ESTRATTO DELLA PAGINA =
========================================
Earth

Hex, Or Printing In The Infernal Method

2005 (Southern Lord)
psichedelia

Dimenticate il drone eterno e la pesantezza emozionale di un disco come "Earth 2", pioniere nel 1993 di quello che poi sarebbe stato chiamato drone-rock. "Hex, Or Printing In The Infernal Method", quinto album ufficiale della creatura di Dylan Carlson, scompone la fissità estenuante di quel sound pionieristico in nove pannelli di psichedelia dilatata che muta costantemente in un vero e proprio caleidoscopio di southern-gothic, cesellato con riverberi, tremoli e qualche sprazzo di furia heavy.

Accompagnato da Adrienne Davies (batteria) - cui si aggiungono altri comprimari divisi tra basso (John Schuller), lap e pedal steel guitar (Dan Tyack), trombone e campane tubolari (Steve Moore) - Carlson trova nuova linfa per il suo elogio incondizionato della lentezza, muovendosi con ispirazione calcolata dentro prospettive illimitate e scegliendo di parlare il linguaggio di quella che è a tutti gli effetti la parte oscura del deserto. Desert-music, in effetti, potrebbe essere una descrizione adeguata, ma di certo non coglie pienamente tutte le sfumature di un modo di intendere il rock che ha ormai tutti i crismi della "classicità". "Hex" è come un miraggio cristallino dopo le tempeste infernali dei primi assalti sonori. Magari, ripensare alle atmosfere più rilassate e ipnotiche di "Pentastar: In The Style Of Demons" (1996) aiuterà a dirigere meglio lo sguardo dentro il "metodo infernale" di Carlson. Metodo ancora enigmatico, come la stessa "Mirage" sembra confermare dai recessi di una fragilità misteriosa, ma consegnata alle più diverse ramificazioni liriche e, inoltre, assalita da un'inquietudine profonda.
========================================
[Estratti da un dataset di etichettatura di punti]
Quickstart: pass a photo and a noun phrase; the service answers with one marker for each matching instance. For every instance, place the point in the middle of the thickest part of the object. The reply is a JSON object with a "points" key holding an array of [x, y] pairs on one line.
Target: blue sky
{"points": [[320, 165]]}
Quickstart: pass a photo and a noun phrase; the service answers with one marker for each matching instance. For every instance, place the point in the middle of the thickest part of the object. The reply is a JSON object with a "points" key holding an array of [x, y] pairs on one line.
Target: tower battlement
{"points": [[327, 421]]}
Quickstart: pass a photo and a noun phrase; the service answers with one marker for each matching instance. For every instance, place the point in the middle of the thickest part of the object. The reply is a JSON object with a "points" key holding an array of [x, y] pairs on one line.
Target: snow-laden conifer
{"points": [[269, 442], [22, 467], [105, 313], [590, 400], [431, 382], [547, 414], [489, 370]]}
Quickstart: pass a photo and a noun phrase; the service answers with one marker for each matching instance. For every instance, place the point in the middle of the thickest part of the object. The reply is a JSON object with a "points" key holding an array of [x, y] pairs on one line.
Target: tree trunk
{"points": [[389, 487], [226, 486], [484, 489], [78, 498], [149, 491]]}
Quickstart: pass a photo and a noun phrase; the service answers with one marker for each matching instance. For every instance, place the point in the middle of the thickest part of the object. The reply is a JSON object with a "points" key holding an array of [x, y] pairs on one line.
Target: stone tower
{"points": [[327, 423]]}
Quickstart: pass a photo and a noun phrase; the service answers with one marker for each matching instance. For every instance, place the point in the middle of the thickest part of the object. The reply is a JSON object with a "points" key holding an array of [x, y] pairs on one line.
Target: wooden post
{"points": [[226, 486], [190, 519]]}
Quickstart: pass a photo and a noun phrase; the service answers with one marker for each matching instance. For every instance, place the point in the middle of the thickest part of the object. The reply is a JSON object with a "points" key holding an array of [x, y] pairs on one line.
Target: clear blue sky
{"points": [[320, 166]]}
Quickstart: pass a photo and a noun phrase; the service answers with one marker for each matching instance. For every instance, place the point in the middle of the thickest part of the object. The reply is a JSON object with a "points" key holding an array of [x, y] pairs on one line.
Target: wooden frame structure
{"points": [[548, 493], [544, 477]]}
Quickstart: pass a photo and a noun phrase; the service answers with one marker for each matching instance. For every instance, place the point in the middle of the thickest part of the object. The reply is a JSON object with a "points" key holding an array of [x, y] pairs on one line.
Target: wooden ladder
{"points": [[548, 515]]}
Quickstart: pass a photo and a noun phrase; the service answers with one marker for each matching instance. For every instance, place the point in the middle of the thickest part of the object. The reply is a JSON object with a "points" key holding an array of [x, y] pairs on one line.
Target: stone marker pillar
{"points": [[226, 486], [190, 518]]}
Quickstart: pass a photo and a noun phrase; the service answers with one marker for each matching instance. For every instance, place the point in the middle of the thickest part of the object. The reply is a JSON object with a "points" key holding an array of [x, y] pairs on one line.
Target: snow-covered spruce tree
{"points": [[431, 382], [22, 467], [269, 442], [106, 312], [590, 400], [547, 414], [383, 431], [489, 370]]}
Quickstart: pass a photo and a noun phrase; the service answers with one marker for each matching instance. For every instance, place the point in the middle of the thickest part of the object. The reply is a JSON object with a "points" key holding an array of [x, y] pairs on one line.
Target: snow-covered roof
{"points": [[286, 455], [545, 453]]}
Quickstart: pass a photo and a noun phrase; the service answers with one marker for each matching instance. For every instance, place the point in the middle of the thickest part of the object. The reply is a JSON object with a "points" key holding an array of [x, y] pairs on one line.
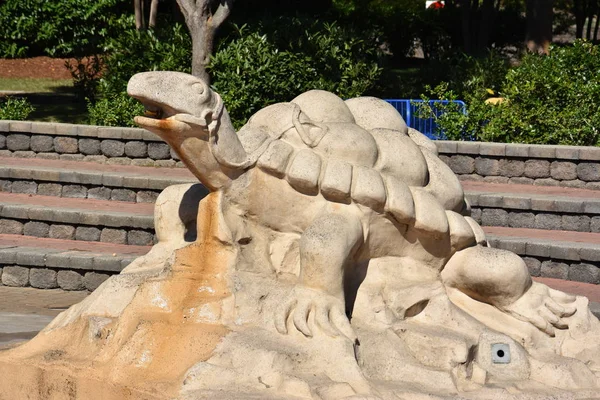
========================================
RICHIESTA 1 =
Riscrivi in forma più breve il paragrafo della recensione dell'album che comincia con "Accompagnato da Adrienne Davies", mantenendo i fatti principali.
RICHIESTA 2 =
Secondo la recensione dell'album, quale strumento suona Adrienne Davies?
RICHIESTA 3 =
Continua la recensione dell'album partendo dopo la sua ultima frase.

RISPOSTA FINALE 1 =
Con Adrienne Davies alla batteria, John Schuller al basso, Dan Tyack alla lap e pedal steel guitar e Steve Moore al trombone e alle campane tubolari, Carlson dà nuova linfa al suo elogio della lentezza e parla il linguaggio del lato oscuro del deserto. La definizione "desert-music" è adeguata, ma non coglie tutte le sfumature di un rock ormai "classico". "Hex" è un miraggio cristallino dopo le tempeste dei primi lavori. Ripensare a "Pentastar: In The Style Of Demons" (1996) può aiutare a capire il "metodo infernale" di Carlson. È un metodo ancora enigmatico, come conferma "Mirage", fragile, ricca di ramificazioni liriche e piena di inquietudine.

RISPOSTA FINALE 2 =
Adrienne Davies suona la batteria.

RISPOSTA FINALE 3 =
Da questa prospettiva, la slow-motion cinematografica di "Land of Some Other Order" aspira a essere riconosciuta come una vera e propria marcia funebre per tutte le presenze, visibili e invisibili, che abitano i confini del deserto. Lì dove, insomma, i simboli di un passato sepolto si manifestano al passo delle stagioni. Peregrinazioni di carovane senza meta, verso la quiete interiore ("The Dire and Ever Circling Wolves") che, a tratti, ("Left In The Desert") quel vento che fissa le stelle in un cerchio di gelido splendore evoca con tratti indistinti ("Left In The Desert"). E, in questo spazio-tempo fremente di vita e di morte, anche la speranza sa essere ambiguamente insopportabile.

Nel silenzio asfissiante, gli accordi spaziali rimarcano, ferocemente, un senso di religiosità cosmica, l'ardore rivitalizzante eppure insostenibile di un abbraccio eterno ("Lens Of Unrectified Night"). Fluorescenti lame di roots-rock che girano in un cerchio di fuoco e che dipingono l'epopea della frontiera ora con accenti morriconiani ("An Inquest Concerning Teeth"), ora con magniloquenti mulinelli di heavy-psichedelia ("Raiford (The Felon Wind)". E' la stessa frontiera che si scorge dietro l'insondabile afflato "nero" di "The Dry Lake", a metà tra world-music e ambient-isolazionista. Puri e indifesi, restano, allora, i rimasugli di un post-country ("Tethered To The Polestar") che sceglie di contemplare con distaccata meraviglia una terra selvaggia ma pacificata.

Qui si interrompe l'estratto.